▶ Exercise brief
Answer these questions from the text on Buddy, the voice assistant:
(a) In what format does Buddy define files, apps, and commands?
(b) What is the default hotkey?
(c) In which version is a wake word planned?
━━━━━ Text excerpt ━━━━━
Buddy

A local, privacy-first voice assistant for Windows. Control your PC with natural language - open files, launch apps, manage volume, and execute system commands.

Core Principle: Everything stays on your machine. No cloud. No telemetry. No paid APIs.

Example

Status

Current Version: 0.1.0-alpha (MVP)
Target: Windows 10/11 (native binary)
Development: Windows PowerShell (native build)

Features

🎤 Voice Commands - Natural language control via Blue Yeti or similar quality mic
🤖 AI-Powered Intent - Local DeepSeek interprets what you want
🔒 Privacy First - All processing happens locally, nothing leaves your machine
⚙️ Config-Driven - Define your files, apps, and commands in TOML
🔊 Audio Feedback - Simple confirmation sounds or TTS responses
⚡ Hotkey Activated - Press key combo, speak command, done (wake word coming in v0.2)

Quick Start (Windows)

# From repo root
.\r.bat --debug

r.bat builds Buddy, ensures the DeepSeek model is present, and downloads the Whisper model if needed. Press the hotkey (default: Ctrl+Alt+B), speak your command, wait for confirmation.

Example Commands

"Open details"             → Opens the file mapped to `details`
"Launch chrome"            → Launches the app mapped to `chrome`
"Open my resume"           → Opens resume.docx
"Set volume to 25"         → Calls the `volume_set` system action
"Mute the audio"           → Runs `volume_mute`
"Go to sleep"              → Puts the PC to sleep
"Lock the computer"        → Locks the current session
"What is 2+3"              → Answers with "5"
"What's the capital of France" → Answers with "Paris"

Architecture

flowchart TD
    A[Hotkey Press] --> B[Audio Capture]
    B --> C[Local Whisper STT]
    C --> D[Load Config]
    D --> E[Send to DeepSeek<br/>Local API]
    E --> F[Parse Intent]
    F --> G{Action Type?}
    G -->|File| H[Open File]
    G -->|App| I[Launch App]
    G -->|System| J[Execute Command]
    H --> K[Audio Feedback]
    I --> K
    J --> K
    K --> L[Return to Listening]

System Flow

sequenceDiagram
    participant User
    participant Buddy
    participant Mic as Microphone
    participant Whisper
    participant DS as DeepSeek Local
    participant OS as Windows

    User->>Buddy: Press Ctrl+Alt+B
    Buddy->>Mic: Record audio
    Mic->>Whisper: 16k PCM
    Whisper->>Buddy: "open my resume"
    Buddy->>DS: Intent Request + Config
    DS->>Buddy: {"action": "open", "target": "resume"}
    Buddy->>OS: Open resume.docx
    OS->>Buddy: Success
    Buddy->>User: 🔊 "Ok"
━━━━━ Information given ━━━━━
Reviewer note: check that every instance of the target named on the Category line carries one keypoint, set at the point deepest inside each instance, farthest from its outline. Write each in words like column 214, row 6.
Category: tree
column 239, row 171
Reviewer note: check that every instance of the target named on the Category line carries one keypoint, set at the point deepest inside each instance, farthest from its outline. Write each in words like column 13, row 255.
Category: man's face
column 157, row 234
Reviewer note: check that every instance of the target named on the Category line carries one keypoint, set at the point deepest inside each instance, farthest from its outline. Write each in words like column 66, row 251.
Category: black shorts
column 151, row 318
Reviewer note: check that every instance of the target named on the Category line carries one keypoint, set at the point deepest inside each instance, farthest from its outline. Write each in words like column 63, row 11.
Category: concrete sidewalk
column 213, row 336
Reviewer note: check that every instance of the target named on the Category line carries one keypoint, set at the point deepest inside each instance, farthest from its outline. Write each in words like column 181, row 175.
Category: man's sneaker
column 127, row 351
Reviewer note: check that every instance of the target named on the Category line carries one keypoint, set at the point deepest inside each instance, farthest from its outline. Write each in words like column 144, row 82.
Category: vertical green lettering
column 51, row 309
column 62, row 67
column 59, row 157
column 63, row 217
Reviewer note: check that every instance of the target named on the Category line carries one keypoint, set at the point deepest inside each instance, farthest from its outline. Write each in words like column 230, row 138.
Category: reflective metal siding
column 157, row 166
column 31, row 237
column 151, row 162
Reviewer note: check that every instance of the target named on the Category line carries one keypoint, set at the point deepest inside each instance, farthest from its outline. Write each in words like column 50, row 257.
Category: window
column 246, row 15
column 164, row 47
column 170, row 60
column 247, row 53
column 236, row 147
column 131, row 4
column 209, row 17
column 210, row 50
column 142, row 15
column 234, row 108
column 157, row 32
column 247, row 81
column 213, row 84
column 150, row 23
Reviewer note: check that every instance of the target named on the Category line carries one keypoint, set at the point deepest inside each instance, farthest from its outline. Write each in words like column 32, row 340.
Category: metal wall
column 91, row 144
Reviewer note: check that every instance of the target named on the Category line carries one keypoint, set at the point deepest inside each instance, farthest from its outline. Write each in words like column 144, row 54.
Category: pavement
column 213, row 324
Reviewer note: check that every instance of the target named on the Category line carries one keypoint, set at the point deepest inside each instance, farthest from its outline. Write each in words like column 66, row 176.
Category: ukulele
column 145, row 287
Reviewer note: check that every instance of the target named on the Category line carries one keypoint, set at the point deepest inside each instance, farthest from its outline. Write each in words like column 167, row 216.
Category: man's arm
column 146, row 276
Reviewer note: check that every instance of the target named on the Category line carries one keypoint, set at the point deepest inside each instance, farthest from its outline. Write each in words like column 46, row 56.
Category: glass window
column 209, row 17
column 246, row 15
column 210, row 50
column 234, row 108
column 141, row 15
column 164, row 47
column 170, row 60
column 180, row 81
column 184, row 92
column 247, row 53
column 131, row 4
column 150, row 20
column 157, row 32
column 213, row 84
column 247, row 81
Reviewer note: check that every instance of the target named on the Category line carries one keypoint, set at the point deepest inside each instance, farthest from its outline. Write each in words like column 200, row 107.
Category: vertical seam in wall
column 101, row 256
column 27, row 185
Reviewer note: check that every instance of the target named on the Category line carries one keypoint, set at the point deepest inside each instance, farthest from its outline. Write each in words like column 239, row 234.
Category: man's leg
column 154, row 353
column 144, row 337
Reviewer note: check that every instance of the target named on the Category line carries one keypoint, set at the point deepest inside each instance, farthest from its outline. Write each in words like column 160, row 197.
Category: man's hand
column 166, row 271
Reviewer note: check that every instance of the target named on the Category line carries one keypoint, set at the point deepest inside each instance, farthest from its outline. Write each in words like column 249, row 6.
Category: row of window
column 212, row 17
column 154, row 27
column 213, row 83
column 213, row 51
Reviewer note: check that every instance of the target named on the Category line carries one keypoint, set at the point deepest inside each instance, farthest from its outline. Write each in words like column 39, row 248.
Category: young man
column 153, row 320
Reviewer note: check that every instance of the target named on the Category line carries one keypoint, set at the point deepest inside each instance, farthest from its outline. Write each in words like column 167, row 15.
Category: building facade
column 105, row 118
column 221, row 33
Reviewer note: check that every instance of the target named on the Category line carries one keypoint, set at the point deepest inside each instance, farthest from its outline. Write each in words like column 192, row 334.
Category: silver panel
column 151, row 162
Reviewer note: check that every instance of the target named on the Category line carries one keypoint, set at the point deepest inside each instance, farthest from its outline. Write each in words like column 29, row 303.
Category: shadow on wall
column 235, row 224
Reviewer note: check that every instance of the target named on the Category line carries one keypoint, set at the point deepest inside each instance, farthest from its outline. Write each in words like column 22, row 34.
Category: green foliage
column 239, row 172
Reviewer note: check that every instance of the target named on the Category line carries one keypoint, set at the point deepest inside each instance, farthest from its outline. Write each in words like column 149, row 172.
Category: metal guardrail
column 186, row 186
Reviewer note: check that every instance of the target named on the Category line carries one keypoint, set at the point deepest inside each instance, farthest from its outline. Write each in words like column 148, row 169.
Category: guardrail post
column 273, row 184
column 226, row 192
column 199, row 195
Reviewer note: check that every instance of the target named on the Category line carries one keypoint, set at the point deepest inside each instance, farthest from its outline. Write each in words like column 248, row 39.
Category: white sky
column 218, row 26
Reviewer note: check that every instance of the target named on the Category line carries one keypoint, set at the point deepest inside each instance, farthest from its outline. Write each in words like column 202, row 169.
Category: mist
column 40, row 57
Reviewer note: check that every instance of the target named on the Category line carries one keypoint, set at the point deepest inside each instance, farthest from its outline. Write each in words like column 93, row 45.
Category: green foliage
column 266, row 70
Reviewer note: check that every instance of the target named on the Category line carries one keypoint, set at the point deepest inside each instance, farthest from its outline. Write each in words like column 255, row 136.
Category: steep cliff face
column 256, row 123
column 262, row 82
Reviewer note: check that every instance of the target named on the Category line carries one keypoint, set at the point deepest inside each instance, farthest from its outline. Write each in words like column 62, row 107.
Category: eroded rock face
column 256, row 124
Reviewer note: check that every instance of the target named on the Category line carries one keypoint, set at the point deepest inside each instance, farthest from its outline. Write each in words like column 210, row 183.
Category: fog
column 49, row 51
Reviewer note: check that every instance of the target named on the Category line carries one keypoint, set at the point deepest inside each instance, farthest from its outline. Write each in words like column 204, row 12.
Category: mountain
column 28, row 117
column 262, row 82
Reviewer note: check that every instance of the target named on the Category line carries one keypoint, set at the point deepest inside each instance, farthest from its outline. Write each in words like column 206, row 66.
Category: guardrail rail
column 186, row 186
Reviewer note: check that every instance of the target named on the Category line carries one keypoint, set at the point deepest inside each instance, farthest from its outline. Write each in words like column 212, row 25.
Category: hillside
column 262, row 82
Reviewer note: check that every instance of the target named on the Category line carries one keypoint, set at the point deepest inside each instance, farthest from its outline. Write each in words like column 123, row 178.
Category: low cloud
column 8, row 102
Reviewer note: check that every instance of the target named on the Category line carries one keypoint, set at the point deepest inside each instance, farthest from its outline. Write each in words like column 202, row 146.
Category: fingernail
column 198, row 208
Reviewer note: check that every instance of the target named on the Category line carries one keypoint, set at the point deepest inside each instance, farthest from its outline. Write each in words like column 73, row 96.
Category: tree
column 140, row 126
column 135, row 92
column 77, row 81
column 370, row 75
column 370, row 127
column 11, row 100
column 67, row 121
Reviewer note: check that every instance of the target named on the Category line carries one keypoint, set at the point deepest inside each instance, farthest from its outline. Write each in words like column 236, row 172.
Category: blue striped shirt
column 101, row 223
━━━━━
▶ Result of the exercise
(a) TOML
(b) Ctrl+Alt+B
(c) v0.2